- [QUOTED PASSAGE]
— Begin —
User:Ctalbert/OrodruinComms

From MozillaWiki
Jump to: navigation, search

Currently (11/30/2009) we have the following hard coded information

  • devices are supposed to be somehow represented by the client.py subclasses
  • client.py subclasses get out OS information for the place the test-agent is running, but have no capabilities to query what the details for the device-agent are.
  • the os information given by the client.py code is then used to determine what job types correspond to that os and build
  • getjob (in __init__.py returns the proper set of job URIs that the agent can then use to download stuff

Problems

  • So, when we add a device, we have to somehow tell the proper test-agent that the new device exists. We will have many different test agents, and it will be hard to equate test-agent per device before we start the job. So, it makes configuration much easier if the devices were all kept in a central location.
  • The server keeps track of the test-agents (things that have subclassed client.py) and knows who they are
  • How does a change start?
  • How can this be used in the future to help developer X with his device that he wants to run tests on?

The way I'm seeing it

Bringing Up A New Device

  • Ensure wireless network is up
  • Disable device security (winmo)
  • Copy the SUTAgent/DeviceAgent executable onto the device
  • Copy an ini file to the device that contains the location of the test server and information like "build group"
  • The first thing the SUTAgent/DeviceAgent does is ping the server with all its device information to register it - specifically a GET with all the key/values for the device on the URI string
    • If it cannot connect to the server (or if there is no ini file) then the SUTAgent/DeviceAgent starts and goes into the listening mode (what it currently does today when you start it).

Server

  • Maintains a listing of all devices.
  • Pulls build jobs on a regular basis (when it detects the notification from buildbot)
  • Awaits a testAgent/subclass_of_client.py to connect and ask for a job
  • When it gets a request we have to "figure out what to send it" (see below).

TestAgent/aka thing that subclasses client.py

  • Asks for a job to run. The job comes down as a set of URIs and a device to run that job on.
  • It gets a job, and a device to run that job on. In our original understanding of this once this happened, that device would remain with this testAgent, and the test agent would then query for jobs on the device's behalf.
    • But, I'm starting to wonder about that. why not have the testAgent simply run the job for that device, output the results to the server, and then return the device to the pool?
    • It'd be easy (i.e. simpler code path), and as long as all our device-agents expose the same interface, gives us the optimum scalability - fewer test-agents needed because they are not sequestered to a device type.
— End —
[Data excerpted from a collection]
— Begin —
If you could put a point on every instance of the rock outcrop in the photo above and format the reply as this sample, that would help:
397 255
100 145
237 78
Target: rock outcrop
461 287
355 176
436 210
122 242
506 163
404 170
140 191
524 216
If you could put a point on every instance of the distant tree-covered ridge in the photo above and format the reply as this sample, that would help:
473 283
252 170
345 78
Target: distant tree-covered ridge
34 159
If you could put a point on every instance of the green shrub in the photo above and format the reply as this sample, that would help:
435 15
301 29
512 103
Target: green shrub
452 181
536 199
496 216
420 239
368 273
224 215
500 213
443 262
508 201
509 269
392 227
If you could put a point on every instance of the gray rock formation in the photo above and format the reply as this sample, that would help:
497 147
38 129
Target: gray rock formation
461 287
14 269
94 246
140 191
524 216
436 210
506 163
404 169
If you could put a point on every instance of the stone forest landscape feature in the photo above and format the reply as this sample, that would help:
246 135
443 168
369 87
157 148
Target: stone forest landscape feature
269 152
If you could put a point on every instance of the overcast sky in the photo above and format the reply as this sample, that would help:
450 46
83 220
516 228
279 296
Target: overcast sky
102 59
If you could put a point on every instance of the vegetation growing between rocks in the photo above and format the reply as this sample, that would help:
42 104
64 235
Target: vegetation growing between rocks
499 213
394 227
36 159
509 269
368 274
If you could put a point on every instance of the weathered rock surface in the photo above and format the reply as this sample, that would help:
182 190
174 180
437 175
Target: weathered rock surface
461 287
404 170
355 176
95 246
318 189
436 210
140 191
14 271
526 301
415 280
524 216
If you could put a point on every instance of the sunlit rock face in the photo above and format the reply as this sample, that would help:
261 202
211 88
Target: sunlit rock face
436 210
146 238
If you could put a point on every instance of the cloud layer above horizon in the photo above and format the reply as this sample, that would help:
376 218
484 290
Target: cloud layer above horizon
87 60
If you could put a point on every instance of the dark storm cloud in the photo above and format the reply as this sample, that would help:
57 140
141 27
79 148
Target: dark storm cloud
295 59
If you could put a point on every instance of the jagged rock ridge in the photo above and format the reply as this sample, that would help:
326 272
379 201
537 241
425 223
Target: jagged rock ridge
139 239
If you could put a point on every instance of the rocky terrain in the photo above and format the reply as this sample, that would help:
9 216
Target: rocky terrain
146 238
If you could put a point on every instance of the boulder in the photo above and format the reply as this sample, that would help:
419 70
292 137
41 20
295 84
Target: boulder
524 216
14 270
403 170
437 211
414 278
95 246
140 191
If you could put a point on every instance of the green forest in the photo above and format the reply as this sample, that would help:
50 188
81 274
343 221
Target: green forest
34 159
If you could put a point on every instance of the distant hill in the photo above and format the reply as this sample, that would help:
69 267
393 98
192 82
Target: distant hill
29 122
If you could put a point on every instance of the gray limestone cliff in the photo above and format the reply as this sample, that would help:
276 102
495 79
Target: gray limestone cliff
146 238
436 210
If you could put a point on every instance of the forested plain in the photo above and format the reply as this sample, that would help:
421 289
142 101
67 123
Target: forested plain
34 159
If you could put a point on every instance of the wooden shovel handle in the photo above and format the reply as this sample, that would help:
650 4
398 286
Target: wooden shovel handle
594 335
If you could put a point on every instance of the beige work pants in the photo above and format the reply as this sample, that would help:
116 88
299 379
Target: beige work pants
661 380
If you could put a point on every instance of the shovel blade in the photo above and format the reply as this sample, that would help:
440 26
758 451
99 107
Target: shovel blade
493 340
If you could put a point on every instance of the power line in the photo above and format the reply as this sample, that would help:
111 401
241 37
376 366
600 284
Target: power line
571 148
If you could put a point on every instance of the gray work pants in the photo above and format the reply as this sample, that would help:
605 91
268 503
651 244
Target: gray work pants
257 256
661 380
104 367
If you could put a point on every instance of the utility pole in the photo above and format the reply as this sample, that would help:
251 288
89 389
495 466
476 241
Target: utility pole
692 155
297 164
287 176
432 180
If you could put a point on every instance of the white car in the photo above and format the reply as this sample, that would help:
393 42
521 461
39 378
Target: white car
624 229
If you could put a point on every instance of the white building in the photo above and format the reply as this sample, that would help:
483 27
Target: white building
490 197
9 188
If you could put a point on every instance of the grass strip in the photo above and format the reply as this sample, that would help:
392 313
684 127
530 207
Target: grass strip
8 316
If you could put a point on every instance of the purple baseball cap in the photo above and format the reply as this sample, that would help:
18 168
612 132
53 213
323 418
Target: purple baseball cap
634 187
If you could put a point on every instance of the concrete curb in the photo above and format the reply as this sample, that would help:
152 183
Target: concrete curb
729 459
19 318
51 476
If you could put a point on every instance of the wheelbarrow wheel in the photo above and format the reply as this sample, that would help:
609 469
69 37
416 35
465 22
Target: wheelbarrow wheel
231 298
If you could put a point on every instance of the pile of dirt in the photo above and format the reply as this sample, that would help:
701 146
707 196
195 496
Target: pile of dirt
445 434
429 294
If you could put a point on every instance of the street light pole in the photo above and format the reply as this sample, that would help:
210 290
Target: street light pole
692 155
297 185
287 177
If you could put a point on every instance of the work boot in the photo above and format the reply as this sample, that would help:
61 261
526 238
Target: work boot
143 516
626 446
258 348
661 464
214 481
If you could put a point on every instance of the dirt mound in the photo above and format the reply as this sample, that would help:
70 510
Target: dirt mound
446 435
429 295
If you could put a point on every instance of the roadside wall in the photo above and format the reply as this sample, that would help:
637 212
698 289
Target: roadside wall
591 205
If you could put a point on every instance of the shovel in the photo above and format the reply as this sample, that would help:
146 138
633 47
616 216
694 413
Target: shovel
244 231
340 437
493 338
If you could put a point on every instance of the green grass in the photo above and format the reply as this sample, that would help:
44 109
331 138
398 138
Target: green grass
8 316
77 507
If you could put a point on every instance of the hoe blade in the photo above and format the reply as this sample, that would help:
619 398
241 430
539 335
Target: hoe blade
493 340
— End —
- [TO DO]
• A. Please list each top-level step that the Orodruin communications page gives under "Bringing Up A New Device".
• B. According to the Orodruin communications page, what does the SUTAgent/DeviceAgent do if it cannot connect to the server or finds no ini file?
Work from the Orodruin communications page alone.

- [ANSWERS TO THE EXERCISES]
• A.
- Ensure wireless network is up
- Disable device security (winmo)
- Copy the SUTAgent/DeviceAgent executable onto the device
- Copy an ini file to the device that contains the location of the test server and information like "build group"
- The SUTAgent/DeviceAgent first pings the server with all its device information to register it, specifically a GET with all the key/values for the device on the URI string

• B. It starts and goes into listening mode.